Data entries
################

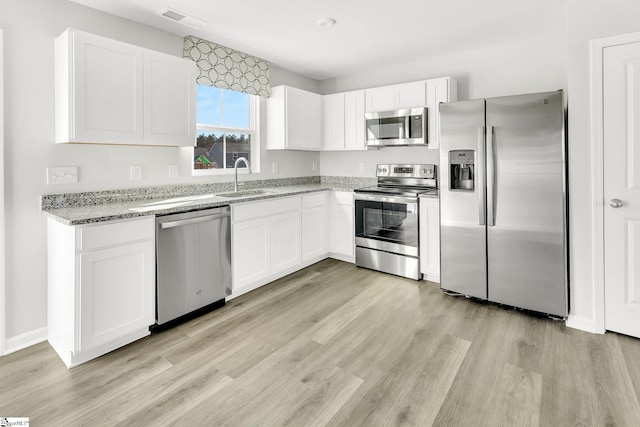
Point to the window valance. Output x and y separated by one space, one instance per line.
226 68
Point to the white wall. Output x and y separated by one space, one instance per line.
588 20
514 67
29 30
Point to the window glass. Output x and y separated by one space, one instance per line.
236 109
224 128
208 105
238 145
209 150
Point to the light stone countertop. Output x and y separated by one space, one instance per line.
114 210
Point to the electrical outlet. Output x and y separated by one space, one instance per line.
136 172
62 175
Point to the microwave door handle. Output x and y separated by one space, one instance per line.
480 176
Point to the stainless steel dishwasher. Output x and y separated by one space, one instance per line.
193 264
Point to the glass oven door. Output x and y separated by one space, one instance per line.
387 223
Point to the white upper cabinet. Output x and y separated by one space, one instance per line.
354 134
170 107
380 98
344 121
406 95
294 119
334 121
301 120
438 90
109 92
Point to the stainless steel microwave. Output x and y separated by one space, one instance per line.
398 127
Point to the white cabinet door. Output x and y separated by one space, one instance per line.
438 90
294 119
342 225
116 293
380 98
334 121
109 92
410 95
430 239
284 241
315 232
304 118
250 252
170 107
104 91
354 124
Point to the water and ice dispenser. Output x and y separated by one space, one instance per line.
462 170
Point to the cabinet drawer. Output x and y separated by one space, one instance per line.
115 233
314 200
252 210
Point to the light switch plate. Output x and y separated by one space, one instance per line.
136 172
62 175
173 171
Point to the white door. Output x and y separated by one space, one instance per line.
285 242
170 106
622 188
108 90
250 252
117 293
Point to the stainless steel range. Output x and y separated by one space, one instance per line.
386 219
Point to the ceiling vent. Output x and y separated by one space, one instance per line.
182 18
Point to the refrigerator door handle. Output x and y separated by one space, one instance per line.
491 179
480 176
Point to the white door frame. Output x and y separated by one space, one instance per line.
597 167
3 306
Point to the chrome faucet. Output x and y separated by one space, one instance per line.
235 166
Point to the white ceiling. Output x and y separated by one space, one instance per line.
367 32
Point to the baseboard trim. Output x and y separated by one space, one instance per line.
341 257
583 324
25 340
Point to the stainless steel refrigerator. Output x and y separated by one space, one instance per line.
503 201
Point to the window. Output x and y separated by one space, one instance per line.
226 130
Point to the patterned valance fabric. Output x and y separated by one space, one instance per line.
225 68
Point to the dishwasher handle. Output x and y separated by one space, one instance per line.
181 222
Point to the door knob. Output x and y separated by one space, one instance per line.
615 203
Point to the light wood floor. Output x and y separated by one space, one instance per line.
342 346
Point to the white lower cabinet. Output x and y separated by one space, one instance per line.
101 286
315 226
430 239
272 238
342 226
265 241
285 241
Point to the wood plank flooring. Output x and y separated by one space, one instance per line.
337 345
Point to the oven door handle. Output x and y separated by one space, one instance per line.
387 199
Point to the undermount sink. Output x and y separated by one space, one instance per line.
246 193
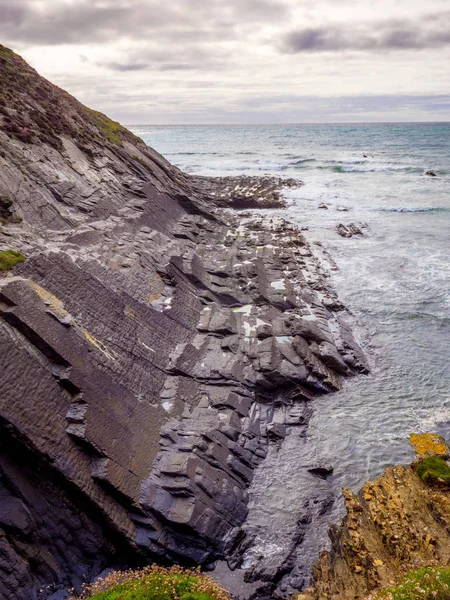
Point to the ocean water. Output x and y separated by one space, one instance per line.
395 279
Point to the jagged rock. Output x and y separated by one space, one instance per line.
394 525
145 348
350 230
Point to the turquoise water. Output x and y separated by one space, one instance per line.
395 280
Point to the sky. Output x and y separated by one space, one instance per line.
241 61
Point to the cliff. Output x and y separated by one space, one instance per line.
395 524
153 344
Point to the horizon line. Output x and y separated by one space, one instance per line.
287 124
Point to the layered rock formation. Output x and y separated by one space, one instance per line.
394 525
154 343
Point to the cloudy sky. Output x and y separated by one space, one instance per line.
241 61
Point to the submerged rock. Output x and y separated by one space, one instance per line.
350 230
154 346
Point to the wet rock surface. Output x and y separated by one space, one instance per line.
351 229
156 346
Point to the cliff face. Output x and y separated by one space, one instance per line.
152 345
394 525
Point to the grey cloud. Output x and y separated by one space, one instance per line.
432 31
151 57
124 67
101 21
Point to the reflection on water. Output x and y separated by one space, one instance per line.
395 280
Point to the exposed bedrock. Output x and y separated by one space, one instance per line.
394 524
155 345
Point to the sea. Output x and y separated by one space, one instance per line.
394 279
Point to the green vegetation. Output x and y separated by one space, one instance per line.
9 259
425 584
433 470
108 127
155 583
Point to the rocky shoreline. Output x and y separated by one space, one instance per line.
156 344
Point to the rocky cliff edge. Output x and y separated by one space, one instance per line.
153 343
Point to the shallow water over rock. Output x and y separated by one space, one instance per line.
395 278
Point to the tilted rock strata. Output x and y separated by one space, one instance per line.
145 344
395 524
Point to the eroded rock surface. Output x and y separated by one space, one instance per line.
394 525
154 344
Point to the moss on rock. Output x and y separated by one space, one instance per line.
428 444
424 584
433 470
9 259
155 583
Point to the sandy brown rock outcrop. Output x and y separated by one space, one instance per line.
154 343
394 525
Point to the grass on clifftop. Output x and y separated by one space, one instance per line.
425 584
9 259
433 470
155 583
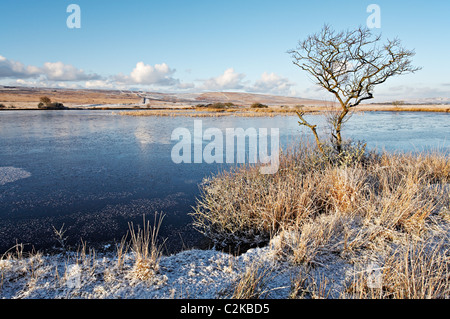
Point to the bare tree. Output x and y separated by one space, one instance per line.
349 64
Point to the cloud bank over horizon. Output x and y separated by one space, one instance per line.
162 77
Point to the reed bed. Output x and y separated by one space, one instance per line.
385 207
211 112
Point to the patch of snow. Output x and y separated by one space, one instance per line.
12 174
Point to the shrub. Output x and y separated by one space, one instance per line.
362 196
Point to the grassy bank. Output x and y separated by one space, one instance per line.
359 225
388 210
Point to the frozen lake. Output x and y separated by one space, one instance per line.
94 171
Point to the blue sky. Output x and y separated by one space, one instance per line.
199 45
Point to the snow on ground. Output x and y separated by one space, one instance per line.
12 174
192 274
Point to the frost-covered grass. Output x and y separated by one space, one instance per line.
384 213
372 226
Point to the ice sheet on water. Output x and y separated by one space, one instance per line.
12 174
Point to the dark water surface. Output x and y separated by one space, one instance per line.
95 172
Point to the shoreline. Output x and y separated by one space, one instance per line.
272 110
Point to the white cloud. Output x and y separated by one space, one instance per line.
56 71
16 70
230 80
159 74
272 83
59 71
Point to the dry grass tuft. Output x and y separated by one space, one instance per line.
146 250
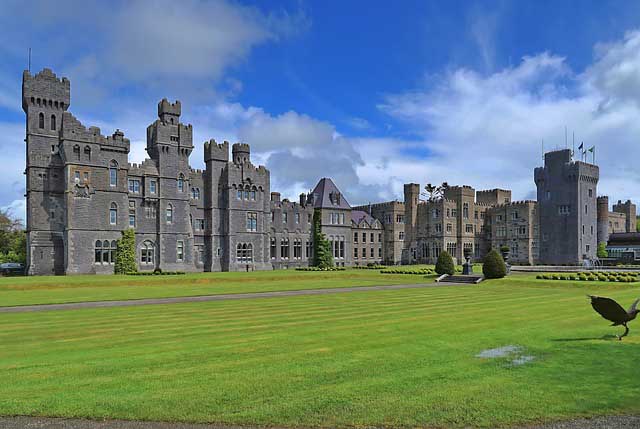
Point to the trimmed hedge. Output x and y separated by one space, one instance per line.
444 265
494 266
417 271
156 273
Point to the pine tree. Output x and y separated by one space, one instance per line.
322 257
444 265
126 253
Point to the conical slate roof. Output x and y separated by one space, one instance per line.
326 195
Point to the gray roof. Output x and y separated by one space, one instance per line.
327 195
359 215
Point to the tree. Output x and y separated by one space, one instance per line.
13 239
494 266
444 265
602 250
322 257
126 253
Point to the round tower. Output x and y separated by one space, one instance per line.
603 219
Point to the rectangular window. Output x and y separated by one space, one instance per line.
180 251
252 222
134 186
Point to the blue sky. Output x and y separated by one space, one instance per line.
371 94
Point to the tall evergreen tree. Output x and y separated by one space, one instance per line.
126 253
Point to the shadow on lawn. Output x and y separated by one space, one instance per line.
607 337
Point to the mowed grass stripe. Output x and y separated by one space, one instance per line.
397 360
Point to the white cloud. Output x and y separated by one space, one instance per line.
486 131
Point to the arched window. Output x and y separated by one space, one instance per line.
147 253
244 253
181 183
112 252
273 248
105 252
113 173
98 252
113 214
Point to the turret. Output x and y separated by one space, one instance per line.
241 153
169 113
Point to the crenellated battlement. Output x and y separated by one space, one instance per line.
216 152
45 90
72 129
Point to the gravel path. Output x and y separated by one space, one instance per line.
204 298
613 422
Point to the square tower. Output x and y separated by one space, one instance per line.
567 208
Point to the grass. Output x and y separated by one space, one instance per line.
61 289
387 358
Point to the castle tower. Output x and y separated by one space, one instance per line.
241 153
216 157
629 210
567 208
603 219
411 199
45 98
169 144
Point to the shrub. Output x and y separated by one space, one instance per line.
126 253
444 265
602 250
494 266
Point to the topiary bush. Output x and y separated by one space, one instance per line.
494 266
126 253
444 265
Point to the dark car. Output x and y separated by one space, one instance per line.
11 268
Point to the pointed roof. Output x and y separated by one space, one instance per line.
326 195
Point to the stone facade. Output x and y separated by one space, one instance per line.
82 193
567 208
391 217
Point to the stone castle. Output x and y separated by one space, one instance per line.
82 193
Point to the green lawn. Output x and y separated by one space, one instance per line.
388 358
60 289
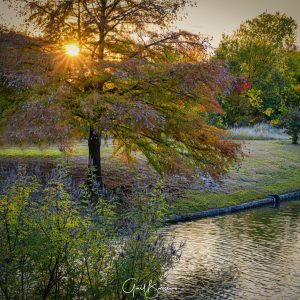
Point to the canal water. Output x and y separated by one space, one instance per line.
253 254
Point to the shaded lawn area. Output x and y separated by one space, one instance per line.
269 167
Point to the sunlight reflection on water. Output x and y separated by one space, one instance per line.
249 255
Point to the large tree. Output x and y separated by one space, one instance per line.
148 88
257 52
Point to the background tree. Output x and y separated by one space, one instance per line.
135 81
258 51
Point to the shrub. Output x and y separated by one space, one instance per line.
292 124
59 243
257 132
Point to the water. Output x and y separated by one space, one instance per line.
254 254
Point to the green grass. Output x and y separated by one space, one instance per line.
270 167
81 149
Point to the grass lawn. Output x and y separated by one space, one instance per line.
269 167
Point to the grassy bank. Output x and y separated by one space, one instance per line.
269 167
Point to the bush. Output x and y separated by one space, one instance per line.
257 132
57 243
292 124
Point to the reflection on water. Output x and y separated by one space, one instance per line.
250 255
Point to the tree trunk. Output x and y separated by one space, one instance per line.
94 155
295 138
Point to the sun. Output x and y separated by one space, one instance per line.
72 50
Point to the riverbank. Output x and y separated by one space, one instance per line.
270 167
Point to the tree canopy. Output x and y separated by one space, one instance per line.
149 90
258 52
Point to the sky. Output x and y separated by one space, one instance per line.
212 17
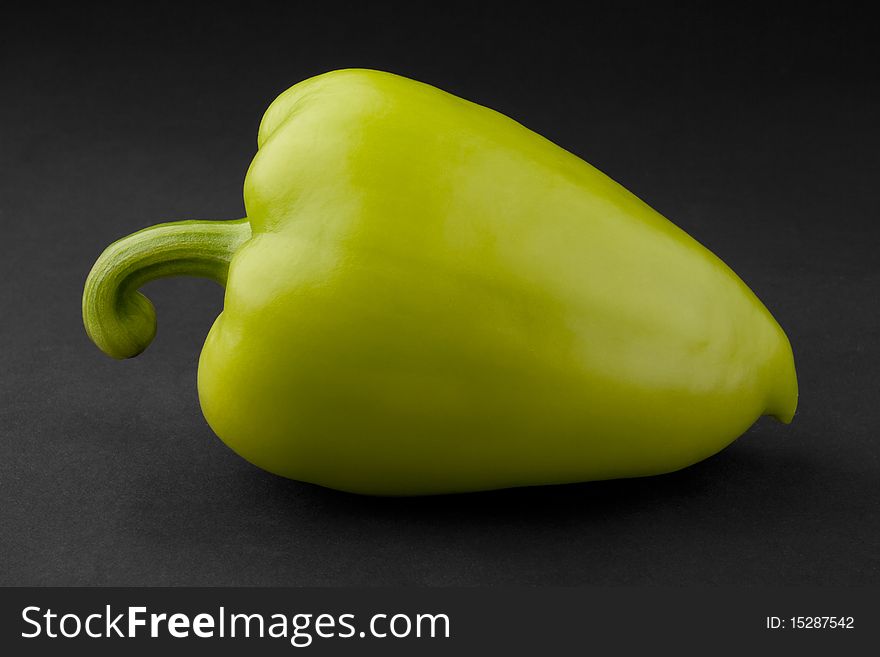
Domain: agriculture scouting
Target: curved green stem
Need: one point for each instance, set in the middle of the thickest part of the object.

################

Lines from the one holding "Target: curved green stem" to the last line of the records: return these exactly, and only these.

Answer to the exercise:
Target: curved green stem
Need: one point for each instance, set in the middle of the thickest part of the object.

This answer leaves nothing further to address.